• _Exercise objective_: Could you transcribe all the entries exactly, omitting the pictures?

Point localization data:
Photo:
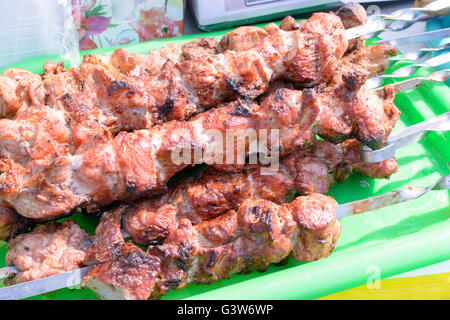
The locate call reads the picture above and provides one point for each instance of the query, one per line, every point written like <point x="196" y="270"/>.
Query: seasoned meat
<point x="259" y="233"/>
<point x="128" y="91"/>
<point x="213" y="193"/>
<point x="242" y="38"/>
<point x="199" y="48"/>
<point x="288" y="24"/>
<point x="130" y="276"/>
<point x="10" y="222"/>
<point x="103" y="170"/>
<point x="368" y="61"/>
<point x="19" y="88"/>
<point x="47" y="250"/>
<point x="351" y="109"/>
<point x="352" y="15"/>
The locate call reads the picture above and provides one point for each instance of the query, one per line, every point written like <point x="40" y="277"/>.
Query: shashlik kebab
<point x="122" y="279"/>
<point x="260" y="232"/>
<point x="205" y="197"/>
<point x="136" y="100"/>
<point x="139" y="163"/>
<point x="21" y="88"/>
<point x="367" y="60"/>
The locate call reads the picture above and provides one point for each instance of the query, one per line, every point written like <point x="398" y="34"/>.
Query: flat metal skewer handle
<point x="405" y="137"/>
<point x="390" y="198"/>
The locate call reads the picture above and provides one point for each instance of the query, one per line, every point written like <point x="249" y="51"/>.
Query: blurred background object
<point x="104" y="23"/>
<point x="33" y="28"/>
<point x="229" y="13"/>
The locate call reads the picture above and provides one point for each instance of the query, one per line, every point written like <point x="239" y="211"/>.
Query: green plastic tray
<point x="373" y="245"/>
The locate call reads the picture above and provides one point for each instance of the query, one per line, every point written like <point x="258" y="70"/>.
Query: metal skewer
<point x="407" y="136"/>
<point x="74" y="278"/>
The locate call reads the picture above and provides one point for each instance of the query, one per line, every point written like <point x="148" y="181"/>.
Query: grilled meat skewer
<point x="130" y="98"/>
<point x="137" y="164"/>
<point x="259" y="233"/>
<point x="213" y="193"/>
<point x="199" y="199"/>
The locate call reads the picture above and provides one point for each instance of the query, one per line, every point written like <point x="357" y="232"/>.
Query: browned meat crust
<point x="10" y="222"/>
<point x="48" y="250"/>
<point x="130" y="91"/>
<point x="103" y="170"/>
<point x="352" y="15"/>
<point x="213" y="193"/>
<point x="259" y="233"/>
<point x="243" y="38"/>
<point x="198" y="48"/>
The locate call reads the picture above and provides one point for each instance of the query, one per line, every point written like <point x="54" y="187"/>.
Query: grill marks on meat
<point x="137" y="164"/>
<point x="351" y="110"/>
<point x="48" y="250"/>
<point x="140" y="91"/>
<point x="213" y="193"/>
<point x="259" y="233"/>
<point x="19" y="88"/>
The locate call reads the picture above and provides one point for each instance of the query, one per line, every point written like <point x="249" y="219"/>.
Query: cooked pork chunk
<point x="47" y="250"/>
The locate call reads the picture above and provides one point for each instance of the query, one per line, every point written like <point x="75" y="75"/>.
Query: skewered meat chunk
<point x="259" y="233"/>
<point x="352" y="15"/>
<point x="351" y="109"/>
<point x="139" y="163"/>
<point x="130" y="95"/>
<point x="10" y="222"/>
<point x="368" y="61"/>
<point x="243" y="38"/>
<point x="131" y="275"/>
<point x="74" y="118"/>
<point x="121" y="265"/>
<point x="382" y="169"/>
<point x="198" y="48"/>
<point x="213" y="193"/>
<point x="48" y="250"/>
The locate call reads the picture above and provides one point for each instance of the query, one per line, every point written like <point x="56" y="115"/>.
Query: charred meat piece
<point x="134" y="91"/>
<point x="130" y="275"/>
<point x="47" y="250"/>
<point x="19" y="88"/>
<point x="139" y="163"/>
<point x="104" y="170"/>
<point x="352" y="15"/>
<point x="198" y="48"/>
<point x="10" y="223"/>
<point x="213" y="193"/>
<point x="259" y="233"/>
<point x="369" y="61"/>
<point x="351" y="110"/>
<point x="242" y="38"/>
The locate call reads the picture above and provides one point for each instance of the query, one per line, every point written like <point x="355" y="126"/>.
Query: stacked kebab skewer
<point x="105" y="132"/>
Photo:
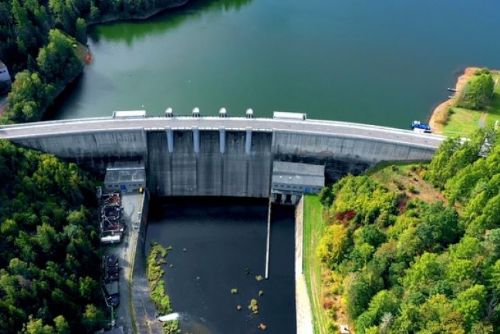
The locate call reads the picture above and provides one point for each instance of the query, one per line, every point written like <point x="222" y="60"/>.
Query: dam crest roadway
<point x="221" y="156"/>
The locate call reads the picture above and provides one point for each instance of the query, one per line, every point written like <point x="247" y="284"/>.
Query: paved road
<point x="341" y="129"/>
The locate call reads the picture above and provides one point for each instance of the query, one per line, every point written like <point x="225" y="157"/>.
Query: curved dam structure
<point x="221" y="156"/>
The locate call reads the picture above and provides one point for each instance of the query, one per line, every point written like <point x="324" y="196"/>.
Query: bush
<point x="478" y="92"/>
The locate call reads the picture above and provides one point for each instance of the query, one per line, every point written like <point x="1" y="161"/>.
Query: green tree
<point x="61" y="325"/>
<point x="477" y="92"/>
<point x="57" y="60"/>
<point x="93" y="318"/>
<point x="36" y="326"/>
<point x="28" y="98"/>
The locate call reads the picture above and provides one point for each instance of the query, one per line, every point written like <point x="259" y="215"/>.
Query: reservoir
<point x="219" y="244"/>
<point x="384" y="62"/>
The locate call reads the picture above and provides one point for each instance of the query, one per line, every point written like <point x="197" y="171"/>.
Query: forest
<point x="401" y="264"/>
<point x="41" y="46"/>
<point x="49" y="265"/>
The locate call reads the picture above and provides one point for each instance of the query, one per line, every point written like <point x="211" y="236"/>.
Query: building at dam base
<point x="212" y="156"/>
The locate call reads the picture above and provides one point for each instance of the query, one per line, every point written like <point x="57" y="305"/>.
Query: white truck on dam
<point x="221" y="156"/>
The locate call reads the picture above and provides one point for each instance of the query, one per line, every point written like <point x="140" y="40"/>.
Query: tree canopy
<point x="408" y="266"/>
<point x="49" y="266"/>
<point x="478" y="91"/>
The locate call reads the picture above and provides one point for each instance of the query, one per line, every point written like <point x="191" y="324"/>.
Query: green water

• _Solution to this problem_:
Photo:
The locate call reads the picture above and provides one point for each instance of the query, one per line, every point written like <point x="196" y="270"/>.
Query: seasoned meat
<point x="259" y="233"/>
<point x="128" y="91"/>
<point x="213" y="193"/>
<point x="242" y="38"/>
<point x="199" y="48"/>
<point x="288" y="24"/>
<point x="130" y="276"/>
<point x="10" y="222"/>
<point x="103" y="170"/>
<point x="368" y="61"/>
<point x="19" y="88"/>
<point x="47" y="250"/>
<point x="351" y="109"/>
<point x="352" y="15"/>
The locate call reads the picture above and provides one point for each instance of the query, one per line, every point written like <point x="40" y="277"/>.
Query: shashlik kebab
<point x="122" y="279"/>
<point x="260" y="232"/>
<point x="205" y="197"/>
<point x="136" y="100"/>
<point x="139" y="163"/>
<point x="21" y="88"/>
<point x="367" y="60"/>
The locate call reads the picture above and provides one point for each instance of the query, one per line, every point written like <point x="398" y="34"/>.
Query: flat metal skewer handle
<point x="405" y="137"/>
<point x="390" y="198"/>
The locate call reads the picture above and provides one point for each instance of the query, one per line, every point written like <point x="249" y="51"/>.
Query: blurred background object
<point x="104" y="23"/>
<point x="33" y="28"/>
<point x="229" y="13"/>
The locate call reads the picture above and provides one point for each instance of the query, one per line, every point written like <point x="239" y="211"/>.
Query: green plastic tray
<point x="373" y="245"/>
The locate call reads the picture above and provides one point for each instance of the query, one per line, every point written like <point x="258" y="70"/>.
Query: metal skewer
<point x="407" y="136"/>
<point x="74" y="278"/>
The locate call reads the picture above and provides one point for each instance of the query, one per line, every point written like <point x="148" y="181"/>.
Query: grilled meat skewer
<point x="130" y="98"/>
<point x="137" y="164"/>
<point x="259" y="233"/>
<point x="213" y="193"/>
<point x="199" y="199"/>
The locate call reads the picture above and provides one point for each instance of the query, one per line, every point written like <point x="357" y="232"/>.
Query: browned meat crust
<point x="10" y="222"/>
<point x="48" y="250"/>
<point x="130" y="91"/>
<point x="103" y="170"/>
<point x="352" y="15"/>
<point x="213" y="193"/>
<point x="259" y="233"/>
<point x="243" y="38"/>
<point x="198" y="48"/>
The locate call reads the picture above and provides one point for each instance of the query, one per line, every point written like <point x="54" y="187"/>.
Query: grill marks on meat
<point x="137" y="164"/>
<point x="351" y="110"/>
<point x="48" y="250"/>
<point x="140" y="91"/>
<point x="213" y="193"/>
<point x="259" y="233"/>
<point x="19" y="88"/>
The locate call reads the picture above and provides one point for each instance of the query, one per line, every point written like <point x="249" y="219"/>.
Query: cooked pork chunk
<point x="47" y="250"/>
The locate call reads the picture above and provides one point for each instance of the query, one per line, every point written like <point x="75" y="75"/>.
Query: skewered meat chunk
<point x="259" y="233"/>
<point x="352" y="15"/>
<point x="351" y="109"/>
<point x="139" y="163"/>
<point x="130" y="95"/>
<point x="10" y="222"/>
<point x="368" y="61"/>
<point x="243" y="38"/>
<point x="131" y="275"/>
<point x="74" y="118"/>
<point x="121" y="265"/>
<point x="382" y="169"/>
<point x="198" y="48"/>
<point x="213" y="193"/>
<point x="48" y="250"/>
The locate call reads the picture above and provides one point for each instance of the query, one per line, every point written like <point x="56" y="115"/>.
Query: charred meat piece
<point x="134" y="91"/>
<point x="130" y="275"/>
<point x="47" y="250"/>
<point x="19" y="88"/>
<point x="139" y="163"/>
<point x="104" y="170"/>
<point x="352" y="15"/>
<point x="198" y="48"/>
<point x="10" y="223"/>
<point x="213" y="193"/>
<point x="259" y="233"/>
<point x="369" y="61"/>
<point x="351" y="110"/>
<point x="242" y="38"/>
The locate call reads the picture above and provides one point for each instance of the query, one per line, every point written like <point x="355" y="126"/>.
Query: stacked kebab skewer
<point x="105" y="132"/>
Photo:
The locate call reads the picture above and provides one point for each instance of the query, one per line, every point written like <point x="222" y="60"/>.
Query: dam crest roadway
<point x="221" y="156"/>
The locate call reads the picture above and provides one point for each instance of the query, one per line, every point written like <point x="247" y="284"/>.
Query: paved road
<point x="341" y="129"/>
The locate call reads the picture above and provides one point for each instance of the query, one per line, every point written like <point x="225" y="157"/>.
Query: curved dam structure
<point x="221" y="156"/>
The locate call reads the picture above and provides one point for each instance of the query, one per line, every point written like <point x="324" y="196"/>.
Query: bush
<point x="478" y="92"/>
The locate call reads the picture above and provides one point for each instance of the query, one per line, every point written like <point x="1" y="161"/>.
Query: green tree
<point x="61" y="325"/>
<point x="477" y="92"/>
<point x="57" y="60"/>
<point x="93" y="318"/>
<point x="36" y="326"/>
<point x="28" y="98"/>
The locate call reads the picture above and provides one point for each instance of the query, one per line, every point written like <point x="259" y="215"/>.
Query: reservoir
<point x="219" y="244"/>
<point x="384" y="62"/>
The locate call reads the picture above and provides one point for each instance of the query, one per line, every point written like <point x="197" y="171"/>.
Query: forest
<point x="401" y="264"/>
<point x="41" y="46"/>
<point x="49" y="265"/>
The locate call reads the picture above and provides one point for each instance of the query, one per line, every point written like <point x="211" y="236"/>.
Query: building at dam base
<point x="212" y="156"/>
The locate call reads the picture above and provides one point for each instance of the query, one per line, every point written like <point x="57" y="305"/>.
Query: white truck on dam
<point x="221" y="156"/>
The locate call reads the picture above and provides one point for each instance of the query, one per line, every point written like <point x="140" y="40"/>.
Query: tree canopy
<point x="408" y="266"/>
<point x="49" y="266"/>
<point x="478" y="91"/>
The locate call reads the picture above and provides one point for each instance of the query, one per line, every point written like <point x="191" y="324"/>.
Query: green water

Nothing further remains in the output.